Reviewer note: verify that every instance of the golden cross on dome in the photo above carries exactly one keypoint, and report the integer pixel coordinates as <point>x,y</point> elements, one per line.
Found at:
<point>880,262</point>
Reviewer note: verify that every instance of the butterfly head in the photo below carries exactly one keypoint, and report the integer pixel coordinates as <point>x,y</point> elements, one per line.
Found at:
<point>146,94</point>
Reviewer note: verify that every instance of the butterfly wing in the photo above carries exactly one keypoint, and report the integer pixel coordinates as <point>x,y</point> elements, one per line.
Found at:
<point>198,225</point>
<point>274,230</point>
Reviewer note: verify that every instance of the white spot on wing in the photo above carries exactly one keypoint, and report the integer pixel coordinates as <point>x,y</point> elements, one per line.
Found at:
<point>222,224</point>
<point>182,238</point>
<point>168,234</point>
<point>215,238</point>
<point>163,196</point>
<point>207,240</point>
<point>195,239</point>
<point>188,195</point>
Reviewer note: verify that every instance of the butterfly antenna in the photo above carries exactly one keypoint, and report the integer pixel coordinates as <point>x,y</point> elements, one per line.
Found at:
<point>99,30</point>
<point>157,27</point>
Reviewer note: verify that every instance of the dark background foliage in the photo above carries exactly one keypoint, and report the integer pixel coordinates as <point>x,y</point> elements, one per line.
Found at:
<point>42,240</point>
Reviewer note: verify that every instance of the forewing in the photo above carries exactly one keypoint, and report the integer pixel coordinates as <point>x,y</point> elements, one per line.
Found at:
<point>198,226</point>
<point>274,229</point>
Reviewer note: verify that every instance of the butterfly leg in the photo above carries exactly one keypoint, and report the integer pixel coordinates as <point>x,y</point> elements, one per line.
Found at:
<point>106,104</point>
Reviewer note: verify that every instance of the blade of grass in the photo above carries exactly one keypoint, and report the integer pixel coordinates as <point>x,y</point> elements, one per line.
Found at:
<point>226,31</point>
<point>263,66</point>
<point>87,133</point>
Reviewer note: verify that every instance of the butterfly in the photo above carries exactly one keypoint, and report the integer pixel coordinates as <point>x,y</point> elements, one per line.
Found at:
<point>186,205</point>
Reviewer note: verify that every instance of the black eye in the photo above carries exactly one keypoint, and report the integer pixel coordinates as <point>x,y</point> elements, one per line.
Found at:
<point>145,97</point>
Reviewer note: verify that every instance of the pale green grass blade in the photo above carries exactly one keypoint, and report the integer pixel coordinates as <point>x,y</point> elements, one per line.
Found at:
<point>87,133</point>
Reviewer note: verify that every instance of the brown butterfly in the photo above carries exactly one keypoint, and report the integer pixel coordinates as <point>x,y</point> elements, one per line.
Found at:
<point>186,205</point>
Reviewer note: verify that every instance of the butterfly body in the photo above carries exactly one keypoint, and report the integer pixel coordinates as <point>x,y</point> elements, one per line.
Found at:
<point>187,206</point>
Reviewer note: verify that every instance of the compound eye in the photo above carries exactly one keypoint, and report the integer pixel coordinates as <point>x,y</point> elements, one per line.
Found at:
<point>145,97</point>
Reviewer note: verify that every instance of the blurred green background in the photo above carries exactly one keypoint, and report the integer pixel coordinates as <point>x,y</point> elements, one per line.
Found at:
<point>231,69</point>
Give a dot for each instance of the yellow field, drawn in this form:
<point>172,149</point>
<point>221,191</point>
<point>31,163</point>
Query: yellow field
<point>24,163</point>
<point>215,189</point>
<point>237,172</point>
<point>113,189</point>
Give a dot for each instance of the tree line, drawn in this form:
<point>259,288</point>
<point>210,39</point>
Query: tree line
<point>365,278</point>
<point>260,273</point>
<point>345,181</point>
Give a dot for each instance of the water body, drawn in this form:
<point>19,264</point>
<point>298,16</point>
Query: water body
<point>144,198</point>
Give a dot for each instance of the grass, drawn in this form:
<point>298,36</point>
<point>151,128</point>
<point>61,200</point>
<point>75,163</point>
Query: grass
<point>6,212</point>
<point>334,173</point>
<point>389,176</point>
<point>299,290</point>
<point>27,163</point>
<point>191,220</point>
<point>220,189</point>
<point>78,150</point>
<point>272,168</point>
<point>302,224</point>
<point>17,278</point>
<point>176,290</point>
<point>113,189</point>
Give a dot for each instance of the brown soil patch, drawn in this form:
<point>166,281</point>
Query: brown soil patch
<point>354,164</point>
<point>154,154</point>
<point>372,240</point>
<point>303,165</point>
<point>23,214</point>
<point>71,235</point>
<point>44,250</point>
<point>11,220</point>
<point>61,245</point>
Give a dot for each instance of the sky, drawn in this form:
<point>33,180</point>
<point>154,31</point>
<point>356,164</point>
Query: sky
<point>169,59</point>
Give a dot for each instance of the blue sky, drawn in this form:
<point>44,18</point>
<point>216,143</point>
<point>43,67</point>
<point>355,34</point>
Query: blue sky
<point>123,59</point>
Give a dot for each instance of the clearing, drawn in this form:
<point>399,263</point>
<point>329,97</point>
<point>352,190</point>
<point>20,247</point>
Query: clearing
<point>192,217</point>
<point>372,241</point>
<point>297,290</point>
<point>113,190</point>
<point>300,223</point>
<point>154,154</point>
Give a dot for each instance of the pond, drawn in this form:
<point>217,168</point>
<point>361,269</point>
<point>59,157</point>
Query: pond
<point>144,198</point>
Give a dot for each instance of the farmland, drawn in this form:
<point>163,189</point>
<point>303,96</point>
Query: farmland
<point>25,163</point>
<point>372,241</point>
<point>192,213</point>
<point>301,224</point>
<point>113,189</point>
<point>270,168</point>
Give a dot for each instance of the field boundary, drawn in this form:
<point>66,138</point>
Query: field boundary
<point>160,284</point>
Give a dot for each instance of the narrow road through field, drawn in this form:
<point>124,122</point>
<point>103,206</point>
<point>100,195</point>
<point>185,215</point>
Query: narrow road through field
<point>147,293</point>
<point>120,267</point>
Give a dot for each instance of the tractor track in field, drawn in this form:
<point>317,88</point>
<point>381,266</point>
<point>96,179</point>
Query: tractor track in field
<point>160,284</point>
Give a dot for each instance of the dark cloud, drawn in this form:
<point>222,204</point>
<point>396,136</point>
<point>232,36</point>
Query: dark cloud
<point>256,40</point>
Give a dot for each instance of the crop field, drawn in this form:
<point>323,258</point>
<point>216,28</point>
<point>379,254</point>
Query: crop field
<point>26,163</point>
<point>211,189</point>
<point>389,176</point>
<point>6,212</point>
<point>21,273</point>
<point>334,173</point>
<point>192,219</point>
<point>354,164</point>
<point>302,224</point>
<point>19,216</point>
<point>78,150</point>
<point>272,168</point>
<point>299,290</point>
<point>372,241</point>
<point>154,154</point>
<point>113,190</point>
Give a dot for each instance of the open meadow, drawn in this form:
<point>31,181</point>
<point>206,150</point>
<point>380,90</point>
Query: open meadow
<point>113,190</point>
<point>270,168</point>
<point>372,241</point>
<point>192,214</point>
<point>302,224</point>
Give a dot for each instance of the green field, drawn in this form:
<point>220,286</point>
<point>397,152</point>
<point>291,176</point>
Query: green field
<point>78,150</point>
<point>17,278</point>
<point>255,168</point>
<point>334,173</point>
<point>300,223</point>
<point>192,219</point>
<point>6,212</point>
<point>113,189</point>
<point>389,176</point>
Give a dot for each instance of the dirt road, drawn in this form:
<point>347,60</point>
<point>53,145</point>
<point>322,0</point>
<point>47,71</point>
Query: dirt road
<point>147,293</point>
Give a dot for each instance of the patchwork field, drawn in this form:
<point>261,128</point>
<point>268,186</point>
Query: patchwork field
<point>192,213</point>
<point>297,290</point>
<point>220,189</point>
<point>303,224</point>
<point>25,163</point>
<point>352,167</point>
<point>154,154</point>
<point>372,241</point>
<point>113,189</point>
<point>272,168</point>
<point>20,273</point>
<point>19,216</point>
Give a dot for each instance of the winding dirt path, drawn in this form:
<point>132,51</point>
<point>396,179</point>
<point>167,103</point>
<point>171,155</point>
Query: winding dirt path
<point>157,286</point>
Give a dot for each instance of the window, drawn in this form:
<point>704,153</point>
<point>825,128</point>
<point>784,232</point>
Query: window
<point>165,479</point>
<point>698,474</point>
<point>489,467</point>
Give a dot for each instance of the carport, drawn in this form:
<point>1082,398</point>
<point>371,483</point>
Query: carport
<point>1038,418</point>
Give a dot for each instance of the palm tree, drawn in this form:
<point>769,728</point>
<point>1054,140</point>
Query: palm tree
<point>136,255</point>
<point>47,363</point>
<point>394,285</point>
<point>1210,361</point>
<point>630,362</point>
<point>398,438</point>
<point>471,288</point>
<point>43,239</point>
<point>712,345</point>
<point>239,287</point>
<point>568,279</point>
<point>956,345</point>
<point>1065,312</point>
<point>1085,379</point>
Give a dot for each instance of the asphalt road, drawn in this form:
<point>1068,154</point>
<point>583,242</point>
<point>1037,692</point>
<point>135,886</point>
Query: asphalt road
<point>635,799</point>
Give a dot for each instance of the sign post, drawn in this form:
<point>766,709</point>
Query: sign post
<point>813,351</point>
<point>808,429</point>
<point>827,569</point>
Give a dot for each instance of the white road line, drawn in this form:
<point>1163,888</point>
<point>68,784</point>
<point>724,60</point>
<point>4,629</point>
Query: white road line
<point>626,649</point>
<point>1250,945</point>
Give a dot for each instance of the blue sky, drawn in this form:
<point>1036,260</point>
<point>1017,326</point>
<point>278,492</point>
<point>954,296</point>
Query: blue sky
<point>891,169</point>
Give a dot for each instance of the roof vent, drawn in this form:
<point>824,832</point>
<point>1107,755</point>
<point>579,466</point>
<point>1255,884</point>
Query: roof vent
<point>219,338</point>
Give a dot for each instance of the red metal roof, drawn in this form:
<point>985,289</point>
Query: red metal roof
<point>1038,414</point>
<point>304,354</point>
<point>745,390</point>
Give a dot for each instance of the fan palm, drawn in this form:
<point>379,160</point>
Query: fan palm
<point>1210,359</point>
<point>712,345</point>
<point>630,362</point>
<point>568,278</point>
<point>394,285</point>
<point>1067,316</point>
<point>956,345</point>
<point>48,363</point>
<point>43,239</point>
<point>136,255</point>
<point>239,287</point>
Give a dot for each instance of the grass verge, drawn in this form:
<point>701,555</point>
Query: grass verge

•••••

[PROBLEM DETAILS] Will you return exactly the lines above from the one with "Query: narrow road through field" down to the one with "Give a dot for each instance of the dark", counting both as part of the range?

[ANSWER TO THE EXERCISE]
Query: narrow road through field
<point>147,293</point>
<point>120,267</point>
Give a dot for each instance of the tractor track in field, drawn in this form:
<point>317,88</point>
<point>381,266</point>
<point>96,179</point>
Query: tractor track in field
<point>160,284</point>
Give a dot for each instance of the dark cloud, drawn in this form:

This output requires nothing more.